_Set exercise 1_
Pull out each line of the rows below that contains the word "doorway".

_Document section_
■ ■ ■

Jennifer Franklin is the author No Small Gift (Four Way Books, 2018) and Looming (Elixir Press, 2015). Her poetry has appeared in Blackbird, Boston Review, Gettysburg Review, Guernica, The Nation, Paris Review, “Poem-A-Day” on poets.org, and Prairie Schooner, among others. She holds an AB from Brown University and an MFA from Columbia University where she was the Harvey Baker Fellow. She teaches poetry workshops and seminars at Hudson Valley Writers Center, where she serves as Program Director and co-editor of Slapering Hol Press. She lives in New York City.

Poet, storyteller, and essayist Roberto Carlos Garcia is a self-described “sancocho […] of provisions from the Harlem Renaissance, the Spanish Poets of 1929, the Black Arts Movement, the Nuyorican School, and the Modernists.” Garcia is rigorously interrogative of himself and the world around him, conveying “nakedness of emotion, intent, and experience,” and he writes extensively about the Afro-Latinx and Afro-diasporic experience. His second poetry collection, black / Maybe, is available from Willow Books. Roberto’s first collection, Melancolía, is available from Červená Barva Press. His poems and prose have appeared or are forthcoming in Bettering American Poetry, The Root, Those People, Rigorous, Academy of American Poets Poem-A-Day, Gawker, Barrelhouse, The Acentos Review, Lunch Ticket, and many others. He is founder of the cooperative press Get Fresh Books, LLC. A native New Yorker, Roberto holds an MFA in Poetry and Poetry in Translation from Drew University, and has been nominated for a Pushcart Prize.

Jill Rosenberg’s short stories have been published in Crazyhorse, The Kenyon Review Online, The Black Warrior Review, and other journals. She is a graduate of Vassar College and received her MFA from the University of Montana. She lives in Montclair, where she is writing a novel.

Rakesh Satyal is a Senior Editor at Atria Books, a division of Simon & Schuster. He held previous positions at Doubleday and HarperCollins and spent three years working as a naming specialist in the world of branding. He has sat on the advisory board for the annual PEN World Voices Festival and has taught in the publishing program at New York University. He is the author of the novels Blue Boy and No One Can Pronounce My Name.

■ ■ ■

_Raw records_
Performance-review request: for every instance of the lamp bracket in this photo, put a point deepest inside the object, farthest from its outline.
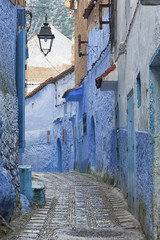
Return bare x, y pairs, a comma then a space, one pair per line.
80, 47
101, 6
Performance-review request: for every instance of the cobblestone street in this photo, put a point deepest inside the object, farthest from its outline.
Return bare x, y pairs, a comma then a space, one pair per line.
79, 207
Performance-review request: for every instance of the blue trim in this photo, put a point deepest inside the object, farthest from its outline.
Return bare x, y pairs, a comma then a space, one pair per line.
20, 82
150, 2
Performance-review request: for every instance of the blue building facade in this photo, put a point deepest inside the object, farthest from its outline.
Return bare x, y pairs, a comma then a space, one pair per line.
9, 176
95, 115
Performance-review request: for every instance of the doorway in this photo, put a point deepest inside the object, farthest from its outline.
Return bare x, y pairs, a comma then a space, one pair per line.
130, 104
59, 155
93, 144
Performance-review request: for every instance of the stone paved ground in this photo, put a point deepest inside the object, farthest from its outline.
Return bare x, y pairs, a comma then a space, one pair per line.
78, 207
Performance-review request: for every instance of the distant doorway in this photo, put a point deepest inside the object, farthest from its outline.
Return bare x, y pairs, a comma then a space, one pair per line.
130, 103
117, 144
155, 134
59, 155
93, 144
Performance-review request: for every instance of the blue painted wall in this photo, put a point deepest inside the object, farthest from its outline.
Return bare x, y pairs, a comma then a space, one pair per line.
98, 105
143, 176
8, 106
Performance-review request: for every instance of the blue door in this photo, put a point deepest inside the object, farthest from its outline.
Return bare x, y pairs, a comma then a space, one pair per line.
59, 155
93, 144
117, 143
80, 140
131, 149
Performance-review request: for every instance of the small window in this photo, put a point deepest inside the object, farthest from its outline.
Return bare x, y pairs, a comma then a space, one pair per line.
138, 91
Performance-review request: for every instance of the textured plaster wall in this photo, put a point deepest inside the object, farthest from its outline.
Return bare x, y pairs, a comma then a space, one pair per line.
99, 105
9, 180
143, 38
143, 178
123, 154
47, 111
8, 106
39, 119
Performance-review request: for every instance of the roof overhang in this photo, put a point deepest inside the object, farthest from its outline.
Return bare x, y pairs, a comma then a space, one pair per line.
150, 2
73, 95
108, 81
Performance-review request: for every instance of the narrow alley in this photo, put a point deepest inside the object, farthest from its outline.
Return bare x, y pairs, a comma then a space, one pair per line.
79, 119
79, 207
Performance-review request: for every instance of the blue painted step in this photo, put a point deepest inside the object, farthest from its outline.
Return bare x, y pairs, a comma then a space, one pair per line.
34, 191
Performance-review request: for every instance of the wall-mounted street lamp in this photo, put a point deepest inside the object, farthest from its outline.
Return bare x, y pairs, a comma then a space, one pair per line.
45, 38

■ ■ ■

_Set exercise 2_
Repeat the author biographies above, everything from "Rakesh Satyal is" down to "Pronounce My Name.", and substitute "Executive Editor" for "Senior Editor".

_Exercise answer 1_
Performance-review request: for every instance of the doorway in this photo, put a point deepest inside the object, farthest from its outline.
Performance-review request: for every instance of the distant doorway in this photo, put a point deepest inside the object, farthest from its outline.

_Exercise answer 2_
Rakesh Satyal is a Executive Editor at Atria Books, a division of Simon & Schuster. He held previous positions at Doubleday and HarperCollins and spent three years working as a naming specialist in the world of branding. He has sat on the advisory board for the annual PEN World Voices Festival and has taught in the publishing program at New York University. He is the author of the novels Blue Boy and No One Can Pronounce My Name.